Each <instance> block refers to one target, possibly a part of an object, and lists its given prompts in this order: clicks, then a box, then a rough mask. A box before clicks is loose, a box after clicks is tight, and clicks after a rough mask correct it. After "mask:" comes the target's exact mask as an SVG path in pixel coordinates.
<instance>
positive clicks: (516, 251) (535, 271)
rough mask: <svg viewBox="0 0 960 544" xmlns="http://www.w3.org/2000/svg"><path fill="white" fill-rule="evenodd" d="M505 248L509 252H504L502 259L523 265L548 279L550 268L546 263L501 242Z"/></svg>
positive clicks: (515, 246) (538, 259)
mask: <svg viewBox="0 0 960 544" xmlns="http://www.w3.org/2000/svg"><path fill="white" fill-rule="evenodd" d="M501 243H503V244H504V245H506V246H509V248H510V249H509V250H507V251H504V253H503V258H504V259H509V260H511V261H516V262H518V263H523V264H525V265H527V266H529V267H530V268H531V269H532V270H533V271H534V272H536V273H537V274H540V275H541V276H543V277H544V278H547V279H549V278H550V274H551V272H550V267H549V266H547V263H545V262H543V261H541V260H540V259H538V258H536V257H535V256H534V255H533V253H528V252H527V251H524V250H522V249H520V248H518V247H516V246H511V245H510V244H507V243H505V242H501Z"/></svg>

+ + + +

What the task requires: Return each line from the records that includes the word "instance".

Solution to this task:
Each <instance> block refers to one target, possibly a part of an object, and lists its given prompts in this order: clicks, then a box, then a rough mask. A box before clicks is loose, a box after clicks is tight, and clicks after a rough mask correct it. After "mask:" comes the target's exact mask as an SVG path in pixel coordinates.
<instance>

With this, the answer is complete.